CONSIGNA 1 -
Resume con menos palabras el párrafo del fragmento que empieza por "La estancia en México se mezcló" y conserva sus datos principales.
CONSIGNA 2 -
Enumera todos los países que, según el fragmento, entrelazaba la Operación Cóndor.
CONSIGNA 3 -
Reproduce tal cual la parte del fragmento comprendida entre "La primera vez" y "cruzaban el Zócalo.", ambas incluidas.

FRAGMENTO -
⁂
Marcos Roitman Rosenmann

Gachupines

La primera vez que viajé a México lo hice en plena celebración de las fiestas de Independencia, segunda y tercera semana de septiembre. Mis amigos, tanto mexicanos como latinoamericanos residentes, todos exiliados, me hicieron partícipe de la tradición. En pleno Zócalo escuché el grito: "mueran los gachupines". Poco podía atisbar en aquel 1981 el significado cultural de aquel "improperio" lanzado contra los españoles realistas. Había trascurrido más de siglo y medio y seguía presente la sensación de libertad y algarabía que seguramente impregnó la lucha por la soberanía y el derecho de autodeterminación en México. Los bustos de Morelos e Hidalgo lucían destellos de colores sostenidos por fuertes alambres de acero que cruzaban el Zócalo.

Eran tiempos en los que nada hacía pensar en los grandes cambios que convulsionarían el mundo en la década de los 80. La revolución sandinista, en su comienzo, producía esperanza en quienes estaban convencidos del fin de las revoluciones. Se olía el desencanto y la crítica fácil. Por suerte los sandinistas podrían redimir el socialismo. Su revolución, identificada como democrática, nacional, popular, de economía mixta y antimperialista, era buen punto de inflexión para mostrar sus diferencias con la única experiencia que sobrevivía en América Latina: Cuba socialista. Algunos ya sentían la necesidad de romper con la Revolución Cubana. Los tiempos conservadores estaban en ciernes: Reagan en Estados Unidos, la Dama de hierro en Gran Bretaña, y para colmo las tiranías del cono sur se unían en una estrategia de muerte y tortura. La Operación Cóndor entrelazaba a Chile, Argentina, Brasil, Bolivia, Uruguay y Paraguay en la guerra sucia. La desaparición de hombres, mujeres y niños se coordinó para racionalizar y mejorar las técnicas represivas y persecución de opositores a las tiranías. En los 70 ya daban muestra de su desprecio a la vida y los valores humanos. La muerte de Orlando Leterier y su secretaria en Washington, así como la del comandante en jefe de las fuerzas armadas chilenas durante el gobierno de Salvador Allende, exiliado en Buenos Aires, Carlos Prats, eran sus antecedentes.

La estancia en México se mezcló con las consabidas visitas obligadas. Desde las pirámides hasta la librería Gandhi; por el sur a Chiapas y luego de regreso por Oaxaca. No hubo contratiempos. Mi compañera no sufrió la "llamada venganza de Moctezuma". Yo no podía ser objeto de maldición alguna dado mi origen chileno. Eso me hacía "inmune" a Moctezuma. Sólo que mi acento y entonación, por los años de residencia en Madrid, me visualizaban como un "andaluz" o "canario". Además, el origen castellano-manchego de Aurora era suficiente para ser considerados ambos "gachupines". Algunos huevos de harina, confetis y agua aderezaron la caminata por el Zócalo.
⁂
REGISTROS -
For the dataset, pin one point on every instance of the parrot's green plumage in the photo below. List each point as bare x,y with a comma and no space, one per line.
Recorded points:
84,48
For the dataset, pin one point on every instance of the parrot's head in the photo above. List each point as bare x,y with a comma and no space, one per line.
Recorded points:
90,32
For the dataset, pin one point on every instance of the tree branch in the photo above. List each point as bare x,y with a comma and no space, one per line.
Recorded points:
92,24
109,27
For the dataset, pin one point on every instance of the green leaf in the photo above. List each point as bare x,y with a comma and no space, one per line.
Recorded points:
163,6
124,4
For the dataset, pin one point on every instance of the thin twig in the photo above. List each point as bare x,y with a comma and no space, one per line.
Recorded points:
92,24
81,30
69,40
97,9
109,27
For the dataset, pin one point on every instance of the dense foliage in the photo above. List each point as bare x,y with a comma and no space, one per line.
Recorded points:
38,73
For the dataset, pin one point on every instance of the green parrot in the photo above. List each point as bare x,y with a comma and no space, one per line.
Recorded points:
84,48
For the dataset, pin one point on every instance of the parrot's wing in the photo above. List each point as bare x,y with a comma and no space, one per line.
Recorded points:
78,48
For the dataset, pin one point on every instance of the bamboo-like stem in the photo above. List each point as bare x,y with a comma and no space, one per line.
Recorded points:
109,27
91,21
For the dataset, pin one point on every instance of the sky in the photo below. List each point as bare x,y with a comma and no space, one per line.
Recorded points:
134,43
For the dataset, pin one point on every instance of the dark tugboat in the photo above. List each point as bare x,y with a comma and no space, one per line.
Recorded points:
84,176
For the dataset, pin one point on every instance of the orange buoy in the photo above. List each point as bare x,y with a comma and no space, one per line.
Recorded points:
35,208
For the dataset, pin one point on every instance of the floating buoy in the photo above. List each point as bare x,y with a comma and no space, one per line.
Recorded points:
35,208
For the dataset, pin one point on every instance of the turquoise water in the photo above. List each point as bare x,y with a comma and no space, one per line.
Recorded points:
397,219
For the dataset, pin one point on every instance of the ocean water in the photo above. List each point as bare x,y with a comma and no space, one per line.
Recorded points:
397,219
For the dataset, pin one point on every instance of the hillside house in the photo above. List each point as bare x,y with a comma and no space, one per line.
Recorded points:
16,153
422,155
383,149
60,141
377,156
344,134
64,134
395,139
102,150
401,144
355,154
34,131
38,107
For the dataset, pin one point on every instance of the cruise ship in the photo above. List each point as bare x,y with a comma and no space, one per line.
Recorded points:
⁂
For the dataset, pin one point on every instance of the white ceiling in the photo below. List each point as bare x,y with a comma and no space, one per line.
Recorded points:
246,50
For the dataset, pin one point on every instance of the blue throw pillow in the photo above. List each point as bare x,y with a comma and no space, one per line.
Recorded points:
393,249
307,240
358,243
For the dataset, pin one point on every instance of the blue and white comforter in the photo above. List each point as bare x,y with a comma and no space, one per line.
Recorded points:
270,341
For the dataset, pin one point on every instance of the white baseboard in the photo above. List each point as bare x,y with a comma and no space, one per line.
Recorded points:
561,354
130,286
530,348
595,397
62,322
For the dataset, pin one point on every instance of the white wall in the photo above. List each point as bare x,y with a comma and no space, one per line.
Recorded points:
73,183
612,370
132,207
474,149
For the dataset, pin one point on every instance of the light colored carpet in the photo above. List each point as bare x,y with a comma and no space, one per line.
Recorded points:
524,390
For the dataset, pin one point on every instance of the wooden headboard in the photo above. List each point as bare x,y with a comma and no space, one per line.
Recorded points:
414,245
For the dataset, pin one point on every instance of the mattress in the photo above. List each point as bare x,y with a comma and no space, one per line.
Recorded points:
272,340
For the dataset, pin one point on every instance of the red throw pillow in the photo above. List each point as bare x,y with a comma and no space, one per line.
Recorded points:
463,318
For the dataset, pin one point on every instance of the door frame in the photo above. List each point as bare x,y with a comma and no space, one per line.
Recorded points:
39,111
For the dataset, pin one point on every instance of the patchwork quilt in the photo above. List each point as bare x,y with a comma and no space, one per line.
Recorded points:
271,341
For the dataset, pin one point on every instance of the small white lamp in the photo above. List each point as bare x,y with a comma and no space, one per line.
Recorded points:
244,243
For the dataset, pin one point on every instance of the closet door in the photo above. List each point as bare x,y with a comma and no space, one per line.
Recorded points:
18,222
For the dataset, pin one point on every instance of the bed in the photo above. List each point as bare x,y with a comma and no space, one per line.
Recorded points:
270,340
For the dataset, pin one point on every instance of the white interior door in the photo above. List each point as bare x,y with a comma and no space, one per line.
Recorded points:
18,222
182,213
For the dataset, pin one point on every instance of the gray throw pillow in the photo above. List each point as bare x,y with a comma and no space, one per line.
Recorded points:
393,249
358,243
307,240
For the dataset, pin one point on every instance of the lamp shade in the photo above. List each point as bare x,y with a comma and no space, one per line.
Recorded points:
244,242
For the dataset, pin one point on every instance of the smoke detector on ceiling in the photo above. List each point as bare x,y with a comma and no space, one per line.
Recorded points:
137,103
⁂
RESPUESTA 1 -
En México hicimos las visitas habituales, sin contratiempos: las pirámides, la librería Gandhi, Chiapas al sur y Oaxaca al regreso. Mi compañera no sufrió la "venganza de Moctezuma", y mi origen chileno me hacía "inmune". Por mi acento, marcado por los años en Madrid, me tomaban por "andaluz" o "canario". Con el origen castellano-manchego de Aurora bastaba para que a ambos nos consideraran "gachupines". En el Zócalo nos cayeron huevos de harina, confeti y agua.

RESPUESTA 2 -
Chile, Argentina, Brasil, Bolivia, Uruguay y Paraguay.

RESPUESTA 3 -
La primera vez que viajé a México lo hice en plena celebración de las fiestas de Independencia, segunda y tercera semana de septiembre. Mis amigos, tanto mexicanos como latinoamericanos residentes, todos exiliados, me hicieron partícipe de la tradición. En pleno Zócalo escuché el grito: "mueran los gachupines". Poco podía atisbar en aquel 1981 el significado cultural de aquel "improperio" lanzado contra los españoles realistas. Había trascurrido más de siglo y medio y seguía presente la sensación de libertad y algarabía que seguramente impregnó la lucha por la soberanía y el derecho de autodeterminación en México. Los bustos de Morelos e Hidalgo lucían destellos de colores sostenidos por fuertes alambres de acero que cruzaban el Zócalo.